What is expected: Every line from the one containing "the green grass?" to the final line of the material below must be reproduced exactly; leave out all other lines.
===== Extracted material
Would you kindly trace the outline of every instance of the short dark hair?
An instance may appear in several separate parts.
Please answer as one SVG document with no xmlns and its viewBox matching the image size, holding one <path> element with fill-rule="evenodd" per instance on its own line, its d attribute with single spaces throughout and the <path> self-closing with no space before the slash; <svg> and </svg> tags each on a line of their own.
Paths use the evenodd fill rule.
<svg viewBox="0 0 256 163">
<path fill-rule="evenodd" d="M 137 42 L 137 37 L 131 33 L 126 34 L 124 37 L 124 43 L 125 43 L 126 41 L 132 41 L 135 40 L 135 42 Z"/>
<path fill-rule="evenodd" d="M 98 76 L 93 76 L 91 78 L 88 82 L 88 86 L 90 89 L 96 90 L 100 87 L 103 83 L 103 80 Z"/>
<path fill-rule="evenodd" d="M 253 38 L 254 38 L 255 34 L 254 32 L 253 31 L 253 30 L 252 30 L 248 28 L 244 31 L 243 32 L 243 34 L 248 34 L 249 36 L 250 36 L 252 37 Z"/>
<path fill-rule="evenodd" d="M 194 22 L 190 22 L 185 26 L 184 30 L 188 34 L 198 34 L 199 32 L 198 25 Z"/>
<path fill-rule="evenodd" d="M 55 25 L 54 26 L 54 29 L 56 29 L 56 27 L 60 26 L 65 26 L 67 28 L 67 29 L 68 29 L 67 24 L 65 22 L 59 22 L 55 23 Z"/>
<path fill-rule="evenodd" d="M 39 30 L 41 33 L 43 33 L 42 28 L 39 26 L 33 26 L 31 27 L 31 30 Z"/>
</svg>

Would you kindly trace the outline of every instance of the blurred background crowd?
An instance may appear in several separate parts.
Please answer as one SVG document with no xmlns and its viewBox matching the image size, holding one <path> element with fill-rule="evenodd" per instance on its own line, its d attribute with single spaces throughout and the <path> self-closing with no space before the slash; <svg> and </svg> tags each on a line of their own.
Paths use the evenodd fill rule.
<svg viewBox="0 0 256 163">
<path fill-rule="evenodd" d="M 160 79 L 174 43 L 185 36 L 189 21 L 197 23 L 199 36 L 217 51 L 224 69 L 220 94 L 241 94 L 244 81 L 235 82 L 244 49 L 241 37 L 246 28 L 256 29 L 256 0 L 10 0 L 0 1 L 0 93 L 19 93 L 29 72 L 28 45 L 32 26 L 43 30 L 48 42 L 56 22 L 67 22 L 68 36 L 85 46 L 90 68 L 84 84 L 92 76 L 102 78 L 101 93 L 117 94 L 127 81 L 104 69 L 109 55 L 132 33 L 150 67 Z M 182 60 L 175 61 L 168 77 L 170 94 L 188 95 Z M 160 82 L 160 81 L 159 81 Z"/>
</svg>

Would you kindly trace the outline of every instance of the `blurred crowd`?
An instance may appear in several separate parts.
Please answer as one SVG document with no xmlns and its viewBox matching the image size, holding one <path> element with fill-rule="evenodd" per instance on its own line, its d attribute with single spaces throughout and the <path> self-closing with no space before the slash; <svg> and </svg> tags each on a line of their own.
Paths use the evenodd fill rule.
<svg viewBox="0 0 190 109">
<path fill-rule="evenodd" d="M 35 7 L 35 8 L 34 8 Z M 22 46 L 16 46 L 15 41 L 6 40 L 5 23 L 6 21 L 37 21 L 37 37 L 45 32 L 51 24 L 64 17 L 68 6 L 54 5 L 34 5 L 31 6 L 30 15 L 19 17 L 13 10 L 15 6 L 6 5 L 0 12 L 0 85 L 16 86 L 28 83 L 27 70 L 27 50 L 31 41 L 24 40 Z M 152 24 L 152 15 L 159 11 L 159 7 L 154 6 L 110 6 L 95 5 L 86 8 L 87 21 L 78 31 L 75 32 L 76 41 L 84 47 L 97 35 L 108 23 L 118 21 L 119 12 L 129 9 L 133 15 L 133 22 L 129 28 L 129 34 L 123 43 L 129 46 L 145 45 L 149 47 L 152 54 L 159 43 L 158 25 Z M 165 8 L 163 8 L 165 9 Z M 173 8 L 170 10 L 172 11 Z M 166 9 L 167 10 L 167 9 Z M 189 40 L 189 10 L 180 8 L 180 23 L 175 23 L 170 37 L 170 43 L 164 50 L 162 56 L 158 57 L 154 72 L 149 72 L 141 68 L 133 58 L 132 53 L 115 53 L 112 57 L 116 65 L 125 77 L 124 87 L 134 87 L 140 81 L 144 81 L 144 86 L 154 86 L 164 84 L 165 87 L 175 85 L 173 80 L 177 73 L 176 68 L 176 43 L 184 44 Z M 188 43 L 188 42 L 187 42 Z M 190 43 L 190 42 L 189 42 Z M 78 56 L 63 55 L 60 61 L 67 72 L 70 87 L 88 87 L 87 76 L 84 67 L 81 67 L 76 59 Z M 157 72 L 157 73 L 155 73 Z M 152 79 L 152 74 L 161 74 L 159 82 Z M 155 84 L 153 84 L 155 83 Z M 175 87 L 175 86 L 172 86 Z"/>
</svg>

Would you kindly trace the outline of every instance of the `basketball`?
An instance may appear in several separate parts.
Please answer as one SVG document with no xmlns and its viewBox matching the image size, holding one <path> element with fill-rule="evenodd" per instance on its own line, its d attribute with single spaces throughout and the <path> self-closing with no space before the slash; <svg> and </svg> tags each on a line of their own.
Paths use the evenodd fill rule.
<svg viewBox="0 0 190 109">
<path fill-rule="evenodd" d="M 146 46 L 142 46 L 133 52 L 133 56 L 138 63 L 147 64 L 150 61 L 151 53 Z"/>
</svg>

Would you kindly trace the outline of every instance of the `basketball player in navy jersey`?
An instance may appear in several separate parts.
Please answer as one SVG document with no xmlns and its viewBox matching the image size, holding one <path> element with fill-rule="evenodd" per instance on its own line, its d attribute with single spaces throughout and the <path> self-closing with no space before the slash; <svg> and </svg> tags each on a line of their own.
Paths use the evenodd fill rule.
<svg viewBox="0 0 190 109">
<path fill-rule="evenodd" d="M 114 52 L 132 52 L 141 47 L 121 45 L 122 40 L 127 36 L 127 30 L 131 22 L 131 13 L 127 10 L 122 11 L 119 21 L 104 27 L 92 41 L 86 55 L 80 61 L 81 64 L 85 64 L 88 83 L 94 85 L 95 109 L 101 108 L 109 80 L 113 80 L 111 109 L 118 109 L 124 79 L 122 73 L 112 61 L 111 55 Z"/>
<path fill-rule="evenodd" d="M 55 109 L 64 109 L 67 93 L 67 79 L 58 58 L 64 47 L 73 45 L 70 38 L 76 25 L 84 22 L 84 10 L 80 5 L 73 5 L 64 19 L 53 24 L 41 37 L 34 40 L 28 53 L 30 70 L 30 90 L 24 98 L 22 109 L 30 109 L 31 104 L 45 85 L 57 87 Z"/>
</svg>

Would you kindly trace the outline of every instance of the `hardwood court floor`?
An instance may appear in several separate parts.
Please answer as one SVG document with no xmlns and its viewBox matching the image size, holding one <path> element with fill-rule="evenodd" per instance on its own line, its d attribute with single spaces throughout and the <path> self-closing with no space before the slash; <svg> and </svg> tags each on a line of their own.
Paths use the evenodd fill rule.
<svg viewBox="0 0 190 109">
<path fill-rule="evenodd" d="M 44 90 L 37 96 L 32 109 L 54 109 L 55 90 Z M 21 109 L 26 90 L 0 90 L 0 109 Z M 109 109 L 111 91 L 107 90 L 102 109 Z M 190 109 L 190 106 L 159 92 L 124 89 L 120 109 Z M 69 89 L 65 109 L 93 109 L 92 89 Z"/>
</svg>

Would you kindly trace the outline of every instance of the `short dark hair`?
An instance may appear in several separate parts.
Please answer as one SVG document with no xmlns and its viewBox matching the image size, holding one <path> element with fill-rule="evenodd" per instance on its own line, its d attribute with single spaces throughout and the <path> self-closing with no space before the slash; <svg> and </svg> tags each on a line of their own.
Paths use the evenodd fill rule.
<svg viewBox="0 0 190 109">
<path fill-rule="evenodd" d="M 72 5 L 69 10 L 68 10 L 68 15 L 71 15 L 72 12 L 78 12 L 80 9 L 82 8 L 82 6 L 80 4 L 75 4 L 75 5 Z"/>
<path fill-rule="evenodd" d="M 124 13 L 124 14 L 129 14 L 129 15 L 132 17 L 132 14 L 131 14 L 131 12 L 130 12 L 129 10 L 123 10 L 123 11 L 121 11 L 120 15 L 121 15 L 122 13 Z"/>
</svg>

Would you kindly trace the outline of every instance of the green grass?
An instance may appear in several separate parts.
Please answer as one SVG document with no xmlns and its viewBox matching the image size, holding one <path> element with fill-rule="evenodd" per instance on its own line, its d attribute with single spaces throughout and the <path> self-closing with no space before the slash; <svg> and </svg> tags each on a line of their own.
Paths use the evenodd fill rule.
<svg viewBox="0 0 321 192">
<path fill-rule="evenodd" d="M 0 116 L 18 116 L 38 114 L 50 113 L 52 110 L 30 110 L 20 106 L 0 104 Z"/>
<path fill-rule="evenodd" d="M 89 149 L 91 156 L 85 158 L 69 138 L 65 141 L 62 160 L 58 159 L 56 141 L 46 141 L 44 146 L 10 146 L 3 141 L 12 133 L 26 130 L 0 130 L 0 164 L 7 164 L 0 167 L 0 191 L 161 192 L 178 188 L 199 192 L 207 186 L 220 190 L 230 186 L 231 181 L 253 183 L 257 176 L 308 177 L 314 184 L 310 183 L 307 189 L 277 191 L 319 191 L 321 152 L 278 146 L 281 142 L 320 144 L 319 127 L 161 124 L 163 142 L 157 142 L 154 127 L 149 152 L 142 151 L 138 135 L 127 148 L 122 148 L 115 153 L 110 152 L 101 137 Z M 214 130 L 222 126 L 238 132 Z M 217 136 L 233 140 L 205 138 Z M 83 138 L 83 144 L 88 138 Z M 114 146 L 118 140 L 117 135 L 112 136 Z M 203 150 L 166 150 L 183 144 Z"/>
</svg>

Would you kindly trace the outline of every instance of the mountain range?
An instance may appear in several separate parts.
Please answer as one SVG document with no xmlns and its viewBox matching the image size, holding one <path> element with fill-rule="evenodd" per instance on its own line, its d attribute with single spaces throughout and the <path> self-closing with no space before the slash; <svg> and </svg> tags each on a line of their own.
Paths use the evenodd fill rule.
==========
Exercise response:
Would you kindly trace the outline of every instance of the green grass?
An instance may appear in several separate parts.
Please answer as one SVG document with no xmlns and its viewBox matching the image size, holding one <path> element with fill-rule="evenodd" per instance on its own line, its d attribute with single spaces throughout and the <path> self-closing with no space before the slash; <svg> and </svg> tags each on a line of their own.
Paths use the evenodd fill rule.
<svg viewBox="0 0 321 192">
<path fill-rule="evenodd" d="M 0 116 L 18 116 L 38 114 L 50 113 L 52 110 L 30 110 L 20 106 L 0 104 Z"/>
<path fill-rule="evenodd" d="M 89 149 L 91 156 L 85 158 L 69 138 L 65 141 L 62 160 L 58 159 L 56 141 L 46 141 L 44 146 L 10 146 L 3 141 L 12 133 L 26 130 L 0 130 L 0 164 L 7 164 L 0 167 L 0 191 L 161 192 L 178 188 L 199 192 L 207 186 L 220 190 L 230 186 L 231 181 L 253 183 L 257 176 L 308 177 L 314 184 L 310 183 L 307 189 L 277 191 L 319 191 L 321 152 L 278 146 L 281 142 L 320 144 L 319 127 L 161 124 L 163 142 L 157 142 L 154 127 L 149 152 L 142 151 L 138 135 L 127 148 L 122 148 L 115 153 L 110 152 L 101 137 Z M 214 130 L 222 126 L 238 132 Z M 217 136 L 233 140 L 205 138 Z M 83 138 L 83 144 L 88 138 Z M 114 146 L 118 140 L 117 135 L 112 136 Z M 203 150 L 166 150 L 183 144 Z"/>
</svg>

Would you kindly trace the outline of every instance of the mountain range?
An instance may appear in several separate parts.
Please answer as one SVG document with no xmlns and its viewBox matching the image size, holding one <path> element with fill-rule="evenodd" per instance on its own line, its d attribute with single spaces throughout and the <path> self-closing with no space before the slash; <svg> and </svg> tags each on a line of their own.
Paths use the evenodd fill rule.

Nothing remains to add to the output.